- GIVEN PASSAGE -
══════════════════════════════

FICO scores consider your credit history over several years, making it difficult to increase your credit score in a short time frame. Over the long term, you can improve your credit worthiness by:

  • Reducing your total indebtness
  • Making your debt payments on time and in full
  • Closing unneeded credit accounts
  • Avoiding bankruptcy and foreclosures

Credit Reports

You can review your credit report by requesting a copy from any of the main reporting repositories -- Equifax, Experian, and TransUnion.

Equifax
P.O. Box 105873
Atlanta, GA 30348
(800) 685-1111
www.equifax.com

Experian
P.O. Box 2104
Allen, TX 75013-2104
(888) 397-3742
www.experian.com

Trans Union LLC
Consumer Disclosure Center
P.O. Box 390
Springfield, PA 19064-0390
(800) 888-4213
www.transunion.com

Credit Reports

Your credit score, or FICO score, is arguably one of the most important pieces of information in your financial life.

Lenders, landlords, insurers and even employers scrutinize this rating – which sums up all of the information in your credit report with three digits ranging from 300 to 850.

For all of its importance, though, the credit score is also one of the most misunderstood aspects of personal finance, said Jeff Davis, a vice president with Credit Counseling Network in Fort Worth, Tex. "There was a time when people weren't aware of their credit score," he explained. "Now they're sometimes overly concerned."

══════════════════════════════

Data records
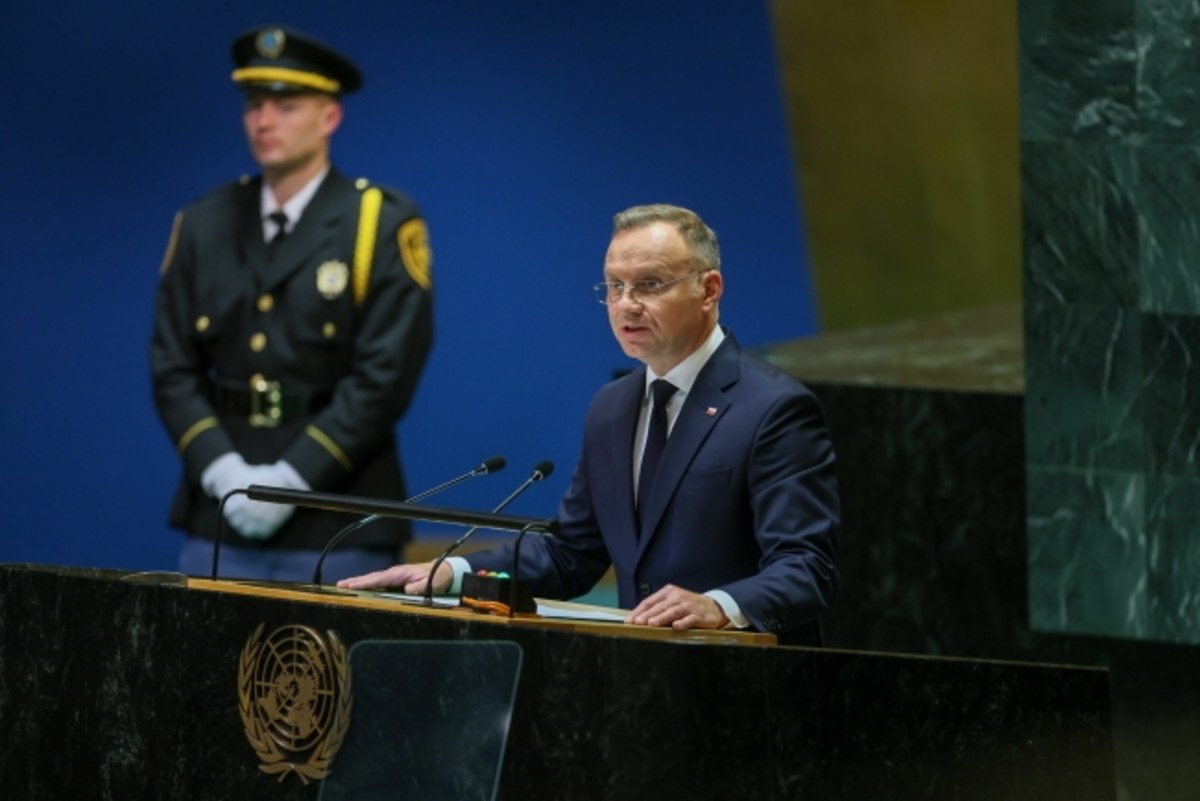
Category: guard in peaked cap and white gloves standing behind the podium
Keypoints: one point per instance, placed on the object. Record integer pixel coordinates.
(293, 320)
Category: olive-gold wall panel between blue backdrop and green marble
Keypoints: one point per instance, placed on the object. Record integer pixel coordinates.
(904, 127)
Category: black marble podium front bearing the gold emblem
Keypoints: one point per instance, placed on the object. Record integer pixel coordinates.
(113, 686)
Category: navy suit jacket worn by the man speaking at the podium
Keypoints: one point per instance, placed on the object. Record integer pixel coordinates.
(745, 501)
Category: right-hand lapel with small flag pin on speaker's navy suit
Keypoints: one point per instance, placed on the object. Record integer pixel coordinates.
(704, 407)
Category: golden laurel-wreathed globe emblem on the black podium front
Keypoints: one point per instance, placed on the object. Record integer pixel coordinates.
(295, 700)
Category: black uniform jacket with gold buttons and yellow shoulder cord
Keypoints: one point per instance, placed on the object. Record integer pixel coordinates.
(322, 335)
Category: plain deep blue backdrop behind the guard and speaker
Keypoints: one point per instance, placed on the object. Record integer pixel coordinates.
(521, 128)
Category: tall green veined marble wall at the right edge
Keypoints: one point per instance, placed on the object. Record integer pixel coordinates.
(1111, 172)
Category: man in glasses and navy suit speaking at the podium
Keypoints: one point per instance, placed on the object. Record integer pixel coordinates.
(715, 497)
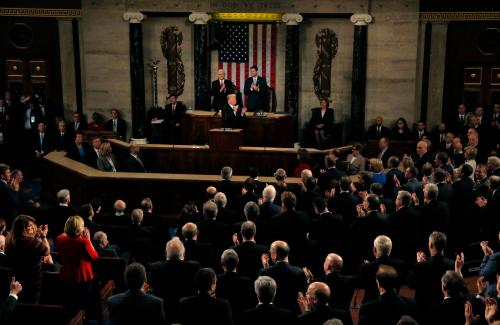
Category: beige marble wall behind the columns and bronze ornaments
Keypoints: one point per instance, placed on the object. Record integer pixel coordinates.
(392, 68)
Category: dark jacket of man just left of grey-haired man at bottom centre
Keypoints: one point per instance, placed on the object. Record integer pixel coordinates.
(238, 290)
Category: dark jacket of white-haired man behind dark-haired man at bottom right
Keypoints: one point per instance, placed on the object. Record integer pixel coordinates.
(366, 275)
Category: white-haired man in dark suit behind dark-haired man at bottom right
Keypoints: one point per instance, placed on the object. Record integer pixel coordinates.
(382, 247)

══════════════════════════════

- WHAT IS EXPECTED -
Copy the credit score passage verbatim from "Lenders, landlords, insurers" to "300 to 850.". Rely only on the credit score passage for what follows, not on the data.

- SOLUTION TO THE EXERCISE -
Lenders, landlords, insurers and even employers scrutinize this rating – which sums up all of the information in your credit report with three digits ranging from 300 to 850.